→ **Task to carry out**
In your answer, print every record exactly as it is written.

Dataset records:
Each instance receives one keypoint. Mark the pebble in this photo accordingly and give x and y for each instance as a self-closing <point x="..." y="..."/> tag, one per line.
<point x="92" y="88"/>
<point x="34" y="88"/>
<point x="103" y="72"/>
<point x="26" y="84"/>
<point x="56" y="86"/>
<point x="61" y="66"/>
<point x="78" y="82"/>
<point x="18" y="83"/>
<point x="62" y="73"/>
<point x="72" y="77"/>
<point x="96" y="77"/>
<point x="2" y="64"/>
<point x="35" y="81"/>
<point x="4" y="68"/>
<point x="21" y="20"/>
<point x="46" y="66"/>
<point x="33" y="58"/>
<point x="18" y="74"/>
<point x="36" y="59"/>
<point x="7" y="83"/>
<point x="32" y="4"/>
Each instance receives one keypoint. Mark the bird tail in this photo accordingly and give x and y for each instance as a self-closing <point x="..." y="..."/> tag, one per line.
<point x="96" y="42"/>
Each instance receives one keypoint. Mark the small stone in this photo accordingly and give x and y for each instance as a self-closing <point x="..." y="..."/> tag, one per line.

→ **Solution for this problem**
Each instance receives one keypoint. Mark the pebble in this photo accordingly and give x and y for each instance as a self-closing <point x="..." y="..."/> tag, one per line.
<point x="92" y="88"/>
<point x="34" y="88"/>
<point x="103" y="72"/>
<point x="26" y="84"/>
<point x="56" y="86"/>
<point x="61" y="66"/>
<point x="78" y="82"/>
<point x="18" y="83"/>
<point x="62" y="73"/>
<point x="72" y="77"/>
<point x="96" y="77"/>
<point x="2" y="64"/>
<point x="35" y="81"/>
<point x="4" y="68"/>
<point x="21" y="20"/>
<point x="46" y="66"/>
<point x="33" y="58"/>
<point x="18" y="74"/>
<point x="36" y="59"/>
<point x="7" y="83"/>
<point x="32" y="4"/>
Each instance receives one keypoint. Mark the bird tail in this photo accordingly and give x and y for each instance as a self-closing <point x="..." y="..."/> tag, one per line.
<point x="96" y="42"/>
Each instance receives one keypoint. Mark the small stone in this photo accordingly and give x and y for each instance as a self-closing <point x="..." y="..."/> tag, one per line.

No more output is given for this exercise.